* **The records**:
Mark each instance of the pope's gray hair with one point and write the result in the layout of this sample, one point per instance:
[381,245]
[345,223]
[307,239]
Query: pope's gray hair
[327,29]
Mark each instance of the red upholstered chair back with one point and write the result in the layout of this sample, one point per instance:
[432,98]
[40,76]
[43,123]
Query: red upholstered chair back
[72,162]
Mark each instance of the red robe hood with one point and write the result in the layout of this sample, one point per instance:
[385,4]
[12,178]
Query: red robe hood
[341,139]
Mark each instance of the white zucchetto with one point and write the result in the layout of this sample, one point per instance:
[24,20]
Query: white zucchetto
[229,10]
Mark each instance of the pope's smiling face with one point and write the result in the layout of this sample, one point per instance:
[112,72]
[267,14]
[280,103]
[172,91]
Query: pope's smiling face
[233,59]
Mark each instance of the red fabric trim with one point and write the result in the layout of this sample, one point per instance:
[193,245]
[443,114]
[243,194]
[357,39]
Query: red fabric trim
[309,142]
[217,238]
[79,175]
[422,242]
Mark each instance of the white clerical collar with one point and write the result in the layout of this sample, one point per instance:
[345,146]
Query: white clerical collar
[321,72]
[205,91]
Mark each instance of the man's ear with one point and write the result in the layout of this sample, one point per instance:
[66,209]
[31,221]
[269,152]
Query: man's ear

* **Stated task**:
Reproduce every line of the data verbatim.

* **Problem solution**:
Mark each instance of the pope's gray hair with one point and write the result in the layout of this sample, one point per instance:
[381,245]
[345,223]
[307,239]
Query: pope's gray hair
[327,29]
Mark each instance of the red upholstered chair back with one point and write the result in the layout of this sample, one point per instance:
[432,98]
[40,76]
[43,123]
Query: red upholstered chair back
[72,162]
Mark each instance of the red robe hood with one point and write the result in the layout of this sample, one point per instance:
[385,4]
[12,178]
Query: red robe hood
[341,139]
Mark each instance of the white zucchetto with one point and write the result in the layout of this sample, one point per instance:
[24,20]
Query: white zucchetto
[229,10]
Mark each instance of the pope's smiling face with one point and write the result in the layout of this sample, one point per instance:
[112,72]
[267,14]
[280,103]
[172,91]
Query: pope's smiling face
[233,59]
Mark each instance of the red fabric trim with one point and write the result in the layout of this sample, one point per instance:
[193,245]
[443,114]
[243,194]
[357,39]
Query: red fabric trim
[309,142]
[217,238]
[79,175]
[422,242]
Mark each instance of the white clerical collar with one point and write the result in the layout of this sample, one point per instance:
[345,146]
Query: white clerical collar
[321,72]
[205,91]
Mark each instance of the man's ear with one point and write the result in the layout of this sample, one point per instance:
[66,209]
[31,221]
[269,152]
Query: man's ear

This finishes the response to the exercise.